#### Required task
Exactly as they appear, copy the lines of the listing from the one containing "Could you please point out the lone" through the final line, both included, and nothing else.

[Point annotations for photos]

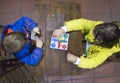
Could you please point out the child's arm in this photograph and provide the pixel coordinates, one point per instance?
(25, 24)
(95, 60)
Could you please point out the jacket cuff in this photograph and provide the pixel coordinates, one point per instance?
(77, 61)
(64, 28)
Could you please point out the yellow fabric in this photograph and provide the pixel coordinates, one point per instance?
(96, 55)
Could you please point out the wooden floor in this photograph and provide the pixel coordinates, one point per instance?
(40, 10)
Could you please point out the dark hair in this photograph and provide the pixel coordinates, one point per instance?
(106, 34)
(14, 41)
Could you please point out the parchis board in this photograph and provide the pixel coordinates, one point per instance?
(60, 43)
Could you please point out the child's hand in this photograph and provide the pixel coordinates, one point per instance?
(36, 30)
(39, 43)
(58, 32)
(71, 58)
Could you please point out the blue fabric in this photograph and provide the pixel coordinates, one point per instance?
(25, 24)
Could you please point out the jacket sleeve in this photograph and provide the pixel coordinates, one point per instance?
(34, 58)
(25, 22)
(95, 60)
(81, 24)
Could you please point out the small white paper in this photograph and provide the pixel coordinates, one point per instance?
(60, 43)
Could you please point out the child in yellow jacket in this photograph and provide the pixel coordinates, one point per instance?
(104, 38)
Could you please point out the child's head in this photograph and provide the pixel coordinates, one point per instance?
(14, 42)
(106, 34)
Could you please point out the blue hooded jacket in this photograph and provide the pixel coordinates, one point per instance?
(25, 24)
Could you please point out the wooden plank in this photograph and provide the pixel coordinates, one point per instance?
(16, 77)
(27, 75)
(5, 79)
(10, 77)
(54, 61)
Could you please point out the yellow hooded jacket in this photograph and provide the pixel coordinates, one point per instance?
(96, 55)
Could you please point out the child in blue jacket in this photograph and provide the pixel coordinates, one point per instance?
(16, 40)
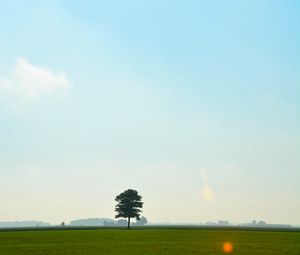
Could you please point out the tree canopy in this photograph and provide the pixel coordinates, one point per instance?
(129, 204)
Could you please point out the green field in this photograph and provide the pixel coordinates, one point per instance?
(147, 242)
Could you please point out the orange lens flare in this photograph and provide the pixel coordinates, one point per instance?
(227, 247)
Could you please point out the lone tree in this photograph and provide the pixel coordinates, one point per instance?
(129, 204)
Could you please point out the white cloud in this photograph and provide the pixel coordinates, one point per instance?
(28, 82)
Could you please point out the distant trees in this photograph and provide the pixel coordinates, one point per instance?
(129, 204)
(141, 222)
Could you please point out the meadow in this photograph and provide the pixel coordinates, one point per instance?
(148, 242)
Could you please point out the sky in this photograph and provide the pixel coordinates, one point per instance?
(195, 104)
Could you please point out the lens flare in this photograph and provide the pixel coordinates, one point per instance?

#### Task answer
Could you please point out the lone tree in this photograph and provide the pixel coordinates, one point per instance?
(129, 204)
Could you please point out the white cloud in this photograph and provide the pixel coordinates, one point per instance?
(28, 82)
Could you please point out the distant trees in this photograph and provide the pixel coordinates, one point per instance?
(129, 204)
(141, 222)
Could you please point out the meadow in this photograph and provide the pixel coordinates, one point per instance?
(148, 242)
Could you please point out the sky in this photograph and provide the pixel coordinates, one point per instance?
(195, 104)
Could you please point out the lens flare in this photograph and provide the pixel coordinates, one point per instance?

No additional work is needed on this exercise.